• **Énoncé du problème**
Recopiez à l'identique le passage du récit de voyage ci-dessous, en commençant aux mots « Frais annexes : 600 » et en vous arrêtant après « environ un mois. ».

• **Extrait du document**
★ ★ ★ ★ ★

Frais annexes : 600 euros d’assurance voyage payé chaque début d’année (je n’ai aucune autre couverture) – billet de retour depuis la Colombie offert par mes parents pour me permettre de rentrer à Noël.

Itinéraire

Comme toujours, je suis partie de chez moi, en Suisse. Départ le 8 décembre 2016 en direction de Gibraltar pour trouver un bateau : Lausanne – Alès – Marseille – Toulouse – Bordeaux – Pau – San Sebastian – Cazorla (magnifique) – Grenada – Malaga – Cádiz – Tarifa – Gibraltar, en environ un mois.

J’ai passé un mois à Gibraltar à caréner et préparer le bateau pour la transat avec le capitaine, et puis nous sommes partis le premier février. 28 jours de navigation, de Gibraltar à la Barbade, avec deux jours de ravitaillement à Gran Canaria.

★ ★ ★ ★ ★

(Données contenues dans un jeu de données)
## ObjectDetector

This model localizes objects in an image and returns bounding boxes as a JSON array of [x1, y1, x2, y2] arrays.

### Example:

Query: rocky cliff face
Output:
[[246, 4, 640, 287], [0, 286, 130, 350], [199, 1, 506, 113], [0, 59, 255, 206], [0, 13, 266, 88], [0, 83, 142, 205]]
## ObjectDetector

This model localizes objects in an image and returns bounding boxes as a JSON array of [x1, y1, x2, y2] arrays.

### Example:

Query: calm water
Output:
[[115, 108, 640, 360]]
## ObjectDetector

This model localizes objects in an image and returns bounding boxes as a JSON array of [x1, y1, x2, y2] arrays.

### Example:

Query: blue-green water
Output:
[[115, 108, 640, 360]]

★ ★ ★ ★ ★

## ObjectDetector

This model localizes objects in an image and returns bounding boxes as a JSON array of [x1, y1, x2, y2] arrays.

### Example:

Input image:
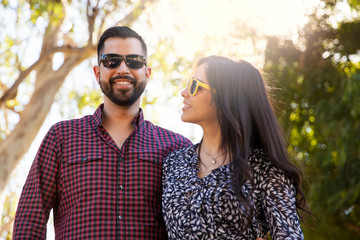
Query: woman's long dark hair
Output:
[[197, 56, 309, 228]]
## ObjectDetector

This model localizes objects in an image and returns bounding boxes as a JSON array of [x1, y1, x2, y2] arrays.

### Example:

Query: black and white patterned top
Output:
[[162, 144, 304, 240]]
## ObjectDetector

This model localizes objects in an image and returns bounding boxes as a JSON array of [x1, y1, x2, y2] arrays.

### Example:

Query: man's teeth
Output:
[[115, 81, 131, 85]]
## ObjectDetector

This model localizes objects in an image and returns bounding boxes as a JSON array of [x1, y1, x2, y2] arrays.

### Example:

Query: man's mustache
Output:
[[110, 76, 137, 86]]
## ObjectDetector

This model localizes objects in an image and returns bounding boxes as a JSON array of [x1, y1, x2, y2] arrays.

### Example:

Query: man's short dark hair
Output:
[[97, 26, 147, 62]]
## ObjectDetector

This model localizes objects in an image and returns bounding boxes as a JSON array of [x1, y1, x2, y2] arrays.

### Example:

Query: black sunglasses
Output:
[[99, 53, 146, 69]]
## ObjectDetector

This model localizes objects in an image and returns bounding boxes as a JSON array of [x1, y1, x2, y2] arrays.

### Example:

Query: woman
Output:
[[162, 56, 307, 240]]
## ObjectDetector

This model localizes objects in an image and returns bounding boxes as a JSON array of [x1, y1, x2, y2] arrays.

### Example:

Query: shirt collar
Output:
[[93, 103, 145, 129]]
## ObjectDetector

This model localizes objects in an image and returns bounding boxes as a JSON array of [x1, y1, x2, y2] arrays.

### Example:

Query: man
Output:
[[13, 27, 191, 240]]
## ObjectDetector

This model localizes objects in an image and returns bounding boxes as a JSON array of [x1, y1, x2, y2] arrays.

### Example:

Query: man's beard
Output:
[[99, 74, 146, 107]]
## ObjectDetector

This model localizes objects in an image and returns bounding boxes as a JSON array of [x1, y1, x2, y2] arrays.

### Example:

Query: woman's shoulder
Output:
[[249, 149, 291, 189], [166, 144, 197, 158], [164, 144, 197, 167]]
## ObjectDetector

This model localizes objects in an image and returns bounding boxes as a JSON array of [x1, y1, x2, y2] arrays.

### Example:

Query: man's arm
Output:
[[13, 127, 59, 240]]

★ ★ ★ ★ ★

• **Réponse attendue**
Frais annexes : 600 euros d’assurance voyage payé chaque début d’année (je n’ai aucune autre couverture) – billet de retour depuis la Colombie offert par mes parents pour me permettre de rentrer à Noël.

Itinéraire

Comme toujours, je suis partie de chez moi, en Suisse. Départ le 8 décembre 2016 en direction de Gibraltar pour trouver un bateau : Lausanne – Alès – Marseille – Toulouse – Bordeaux – Pau – San Sebastian – Cazorla (magnifique) – Grenada – Malaga – Cádiz – Tarifa – Gibraltar, en environ un mois.